═════ Extract ═════

The Torres–Terrell decision prompted a Republican Arizona legislator to write the law that took effect this month. As the Washington Post explains, state Sen. Nancy Barto put forward what she believed to be a compromise solution, one that gives embryos to aspiring parents like Ruby Torres but stipulates that the party that doesn’t get the embryos will not have to provide financial support for any resulting children.

For infertility advocates, the Arizona law is less a Solomonic decree than a portent of a borderline-dystopian future wherein the government can compel people to become parents long after they decide they don’t want to be. In a letter to the Arizona House of Representatives, Barbara Collura, president and CEO of the infertility organization RESOLVE, imagined a few possible nightmares the law could make real: a set of embryos going to an unfit parent the court has no discretion to refuse; an ex-spouse gaining possession of 20 old frozen embryos and having several future girlfriends gestate them all, while his first wife watches helplessly as her genes make someone else’s children. Collura registered particular dismay over the fact that the law would override the original stated wishes of the two people who made the embryos, who typically sign a pre-IVF document for their medical provider laying out agreed-upon plans for the embryos should the couple ever break up.

═════ Recorded data ═════

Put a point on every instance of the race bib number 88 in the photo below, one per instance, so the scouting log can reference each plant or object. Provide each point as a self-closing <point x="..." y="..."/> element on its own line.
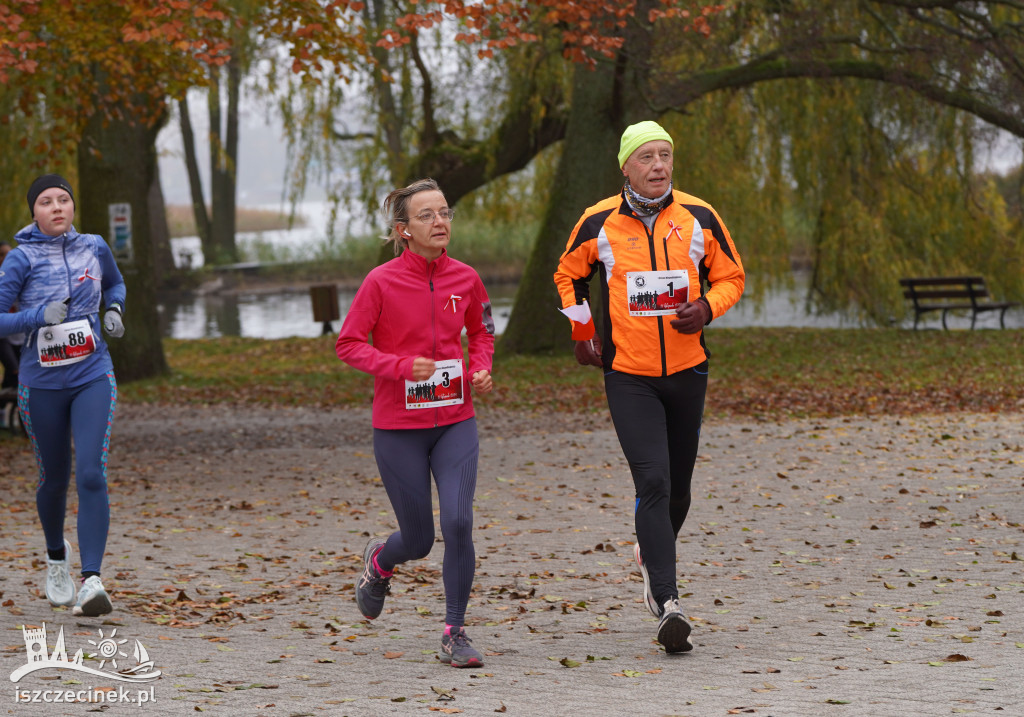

═════

### What you need to do
1. According to the embryo law text, who put forward the compromise that became the Arizona law?
2. Please copy the part of the embryo law text that begins at the words "The Torres–Terrell decision" and stops after "any resulting children.", changing "aspiring parents" to "would-be parents".
The lines aren't needed for this work.

### Answer section
1. State Sen. Nancy Barto put it forward.

2.
The Torres–Terrell decision prompted a Republican Arizona legislator to write the law that took effect this month. As the Washington Post explains, state Sen. Nancy Barto put forward what she believed to be a compromise solution, one that gives embryos to would-be parents like Ruby Torres but stipulates that the party that doesn’t get the embryos will not have to provide financial support for any resulting children.